Exercise material: Begin

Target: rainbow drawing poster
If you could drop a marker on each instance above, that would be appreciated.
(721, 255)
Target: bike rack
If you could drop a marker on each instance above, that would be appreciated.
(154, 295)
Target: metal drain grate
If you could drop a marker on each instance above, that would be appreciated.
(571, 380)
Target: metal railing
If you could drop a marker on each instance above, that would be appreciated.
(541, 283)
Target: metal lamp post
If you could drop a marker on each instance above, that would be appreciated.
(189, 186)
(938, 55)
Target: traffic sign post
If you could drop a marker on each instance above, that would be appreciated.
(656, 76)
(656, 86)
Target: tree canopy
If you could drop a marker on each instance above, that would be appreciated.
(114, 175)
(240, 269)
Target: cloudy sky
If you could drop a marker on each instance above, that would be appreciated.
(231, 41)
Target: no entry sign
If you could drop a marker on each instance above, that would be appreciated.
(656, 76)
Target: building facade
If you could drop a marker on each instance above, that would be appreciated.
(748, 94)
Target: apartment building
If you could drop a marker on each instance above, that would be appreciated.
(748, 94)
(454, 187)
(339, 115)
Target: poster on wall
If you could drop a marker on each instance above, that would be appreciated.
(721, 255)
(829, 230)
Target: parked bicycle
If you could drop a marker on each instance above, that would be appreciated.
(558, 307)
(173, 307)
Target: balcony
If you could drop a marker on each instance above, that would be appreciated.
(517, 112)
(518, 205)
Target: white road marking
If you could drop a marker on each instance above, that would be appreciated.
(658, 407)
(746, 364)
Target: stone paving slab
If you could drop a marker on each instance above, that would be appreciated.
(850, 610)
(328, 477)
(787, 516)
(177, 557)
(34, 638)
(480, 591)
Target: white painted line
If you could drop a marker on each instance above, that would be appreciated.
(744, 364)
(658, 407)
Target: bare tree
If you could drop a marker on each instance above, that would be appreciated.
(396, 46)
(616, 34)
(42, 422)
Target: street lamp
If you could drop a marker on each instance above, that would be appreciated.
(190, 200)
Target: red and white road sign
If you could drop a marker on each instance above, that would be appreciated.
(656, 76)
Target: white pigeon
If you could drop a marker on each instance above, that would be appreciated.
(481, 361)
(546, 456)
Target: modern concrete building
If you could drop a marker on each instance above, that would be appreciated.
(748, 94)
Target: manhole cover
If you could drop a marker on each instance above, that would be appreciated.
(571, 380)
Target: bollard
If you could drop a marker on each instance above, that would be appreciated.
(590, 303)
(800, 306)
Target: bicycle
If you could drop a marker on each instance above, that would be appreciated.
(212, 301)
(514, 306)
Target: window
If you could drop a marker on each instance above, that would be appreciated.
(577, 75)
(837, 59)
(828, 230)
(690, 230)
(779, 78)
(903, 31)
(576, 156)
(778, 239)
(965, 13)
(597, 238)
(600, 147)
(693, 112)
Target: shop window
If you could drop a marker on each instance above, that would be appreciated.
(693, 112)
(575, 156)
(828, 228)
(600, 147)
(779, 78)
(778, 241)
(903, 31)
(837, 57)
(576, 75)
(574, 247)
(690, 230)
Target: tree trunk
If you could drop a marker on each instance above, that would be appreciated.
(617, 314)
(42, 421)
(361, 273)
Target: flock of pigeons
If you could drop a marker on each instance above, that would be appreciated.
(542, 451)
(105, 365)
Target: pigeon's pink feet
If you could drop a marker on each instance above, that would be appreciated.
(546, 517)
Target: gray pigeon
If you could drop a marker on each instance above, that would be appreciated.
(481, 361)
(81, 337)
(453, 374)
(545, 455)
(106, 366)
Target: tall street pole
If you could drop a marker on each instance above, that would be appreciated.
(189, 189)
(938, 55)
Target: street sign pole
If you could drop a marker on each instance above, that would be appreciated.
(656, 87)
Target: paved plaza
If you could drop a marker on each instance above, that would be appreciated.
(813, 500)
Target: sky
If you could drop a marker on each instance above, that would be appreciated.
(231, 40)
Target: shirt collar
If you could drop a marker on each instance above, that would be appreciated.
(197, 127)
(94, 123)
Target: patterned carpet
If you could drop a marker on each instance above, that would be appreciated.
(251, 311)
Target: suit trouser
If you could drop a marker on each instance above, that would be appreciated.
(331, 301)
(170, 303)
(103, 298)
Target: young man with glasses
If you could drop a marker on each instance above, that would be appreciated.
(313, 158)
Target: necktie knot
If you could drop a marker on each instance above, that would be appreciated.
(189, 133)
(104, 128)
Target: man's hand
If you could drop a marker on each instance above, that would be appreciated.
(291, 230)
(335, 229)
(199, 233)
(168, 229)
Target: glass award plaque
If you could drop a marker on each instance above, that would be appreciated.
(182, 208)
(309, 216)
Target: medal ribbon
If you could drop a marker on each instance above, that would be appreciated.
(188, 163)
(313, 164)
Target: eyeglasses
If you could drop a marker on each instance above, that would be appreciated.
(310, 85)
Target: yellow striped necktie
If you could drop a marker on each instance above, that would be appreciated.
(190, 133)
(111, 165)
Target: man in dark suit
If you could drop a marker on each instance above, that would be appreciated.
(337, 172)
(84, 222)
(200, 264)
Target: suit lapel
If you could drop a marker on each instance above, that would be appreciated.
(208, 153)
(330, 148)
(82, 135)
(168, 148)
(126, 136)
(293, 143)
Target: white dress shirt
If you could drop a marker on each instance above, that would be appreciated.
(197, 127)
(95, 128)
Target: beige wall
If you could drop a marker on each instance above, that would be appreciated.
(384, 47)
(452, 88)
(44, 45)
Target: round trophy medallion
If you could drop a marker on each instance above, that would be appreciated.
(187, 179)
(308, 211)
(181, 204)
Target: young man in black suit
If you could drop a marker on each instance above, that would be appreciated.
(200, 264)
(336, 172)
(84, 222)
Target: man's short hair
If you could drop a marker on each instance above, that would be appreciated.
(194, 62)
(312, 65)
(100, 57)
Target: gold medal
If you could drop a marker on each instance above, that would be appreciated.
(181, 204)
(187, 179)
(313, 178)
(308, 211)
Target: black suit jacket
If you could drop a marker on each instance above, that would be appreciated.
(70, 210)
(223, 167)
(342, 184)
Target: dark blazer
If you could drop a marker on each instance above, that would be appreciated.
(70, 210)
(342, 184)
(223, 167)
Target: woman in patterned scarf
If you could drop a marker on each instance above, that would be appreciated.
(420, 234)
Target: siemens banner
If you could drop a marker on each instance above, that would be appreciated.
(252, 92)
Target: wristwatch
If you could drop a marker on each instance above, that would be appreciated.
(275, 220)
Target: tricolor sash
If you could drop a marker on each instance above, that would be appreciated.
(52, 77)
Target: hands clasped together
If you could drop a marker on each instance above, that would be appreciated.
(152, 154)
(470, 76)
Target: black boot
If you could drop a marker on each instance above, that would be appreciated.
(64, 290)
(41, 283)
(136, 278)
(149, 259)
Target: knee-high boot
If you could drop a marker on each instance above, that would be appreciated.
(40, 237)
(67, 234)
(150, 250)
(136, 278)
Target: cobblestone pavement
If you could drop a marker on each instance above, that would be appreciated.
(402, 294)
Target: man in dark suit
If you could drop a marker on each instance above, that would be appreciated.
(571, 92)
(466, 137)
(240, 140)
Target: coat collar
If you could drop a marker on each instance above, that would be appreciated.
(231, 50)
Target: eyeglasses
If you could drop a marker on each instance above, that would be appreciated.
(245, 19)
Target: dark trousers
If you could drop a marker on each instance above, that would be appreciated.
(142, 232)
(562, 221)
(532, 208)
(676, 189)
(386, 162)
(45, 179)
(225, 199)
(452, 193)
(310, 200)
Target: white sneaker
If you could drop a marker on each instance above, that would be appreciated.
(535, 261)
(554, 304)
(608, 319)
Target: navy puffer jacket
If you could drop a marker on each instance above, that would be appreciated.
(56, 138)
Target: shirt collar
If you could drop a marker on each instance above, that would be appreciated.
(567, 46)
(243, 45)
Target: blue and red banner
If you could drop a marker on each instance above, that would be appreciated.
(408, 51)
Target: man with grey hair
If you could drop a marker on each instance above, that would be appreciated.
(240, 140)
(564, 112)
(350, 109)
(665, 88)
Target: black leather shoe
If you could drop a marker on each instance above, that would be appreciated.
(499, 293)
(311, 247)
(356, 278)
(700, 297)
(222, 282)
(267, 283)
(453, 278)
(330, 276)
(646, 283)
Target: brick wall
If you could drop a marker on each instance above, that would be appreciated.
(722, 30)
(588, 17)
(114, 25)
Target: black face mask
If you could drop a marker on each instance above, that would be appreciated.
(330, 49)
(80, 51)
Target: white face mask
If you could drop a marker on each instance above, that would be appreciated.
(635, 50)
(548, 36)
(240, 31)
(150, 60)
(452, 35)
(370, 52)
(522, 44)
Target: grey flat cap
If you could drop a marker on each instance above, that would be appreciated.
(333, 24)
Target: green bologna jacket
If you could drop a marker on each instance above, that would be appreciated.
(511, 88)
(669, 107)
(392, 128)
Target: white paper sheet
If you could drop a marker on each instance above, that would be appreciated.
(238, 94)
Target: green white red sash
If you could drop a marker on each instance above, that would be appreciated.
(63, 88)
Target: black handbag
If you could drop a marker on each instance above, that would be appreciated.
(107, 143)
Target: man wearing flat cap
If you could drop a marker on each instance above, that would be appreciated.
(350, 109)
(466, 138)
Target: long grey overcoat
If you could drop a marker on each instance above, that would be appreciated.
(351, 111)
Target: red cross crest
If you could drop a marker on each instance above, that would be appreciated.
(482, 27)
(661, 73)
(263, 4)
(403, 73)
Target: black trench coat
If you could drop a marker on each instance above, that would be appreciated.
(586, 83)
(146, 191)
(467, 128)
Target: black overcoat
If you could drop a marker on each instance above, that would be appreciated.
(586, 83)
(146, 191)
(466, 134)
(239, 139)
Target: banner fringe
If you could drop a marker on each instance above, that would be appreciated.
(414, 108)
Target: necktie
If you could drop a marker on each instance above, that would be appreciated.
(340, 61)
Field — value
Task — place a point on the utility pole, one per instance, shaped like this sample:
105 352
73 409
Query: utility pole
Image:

Exercise material: End

=== About this exercise ===
Whenever a line of the records holds the string "with", pick it out and copy it.

=== Reply to the task ===
Target: young man with glasses
Target: man with grey hair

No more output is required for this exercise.